(Extract provided)
Kangwon Land, which operates the only casino in South Korea where locals can gamble, reported an 84.4 percent increase in 4Q21 revenue, with gaming sales steadily increasing throughout the year.
Total sales were KRW242.1 billion, up from KRW131.3 billion in 2020, but down 1.3 percent from the third quarter.
Gaming revenue was up 83.3 percent to KRW214.8 billion and was also 0.9 percent higher quarter on quarter. Non-gaming revenue was up 93.2 percent to KRW27.3 billion.
The company posted a loss for the period of KRW11 billion, which narrowed from a loss of KRW33.3 billion in 2020. In the third quarter, Kangwon Land was in the black to the tune of KRW20.4 billion, but down 15.3 percent quarter-on-quarter.
Kangwon said a phased return to normality had begun from the beginning of November, with the number of visitors permitted on the mass floors increasing from 1,800 to 3,000. However, further measures were reintroduced from Dec. 18th as the Omicron variant began spreading in South Korea. The resort’s operation hours were reduced from 20 hours to 10 hours.
Analysts from J.P Morgan said that while Kangwon’s 4Q came in weaker than its forecast, the business has a clear path to normalize again once distancing curbs materially ease, given demand levels are always near-capacity with or without Covid.

(Work to complete) Quote the Kangwon Land report from "The company posted" to "or without Covid." word for word. The material that comes next is from a different source than this text.

(Dataset items)
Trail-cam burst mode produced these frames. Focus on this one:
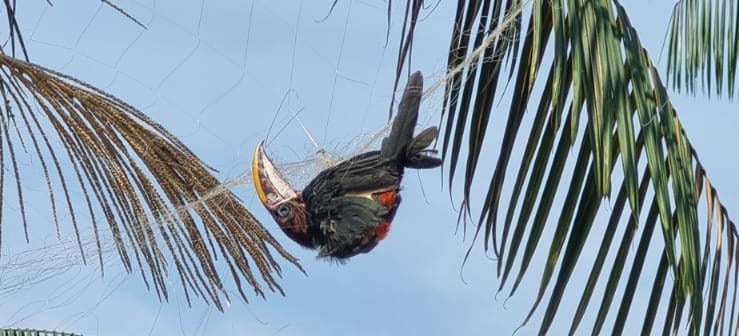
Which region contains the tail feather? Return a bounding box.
[381,71,442,169]
[381,71,423,157]
[403,127,442,169]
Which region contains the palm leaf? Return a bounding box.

(Output of the exercise)
The company posted a loss for the period of KRW11 billion, which narrowed from a loss of KRW33.3 billion in 2020. In the third quarter, Kangwon Land was in the black to the tune of KRW20.4 billion, but down 15.3 percent quarter-on-quarter.
Kangwon said a phased return to normality had begun from the beginning of November, with the number of visitors permitted on the mass floors increasing from 1,800 to 3,000. However, further measures were reintroduced from Dec. 18th as the Omicron variant began spreading in South Korea. The resort’s operation hours were reduced from 20 hours to 10 hours.
Analysts from J.P Morgan said that while Kangwon’s 4Q came in weaker than its forecast, the business has a clear path to normalize again once distancing curbs materially ease, given demand levels are always near-capacity with or without Covid.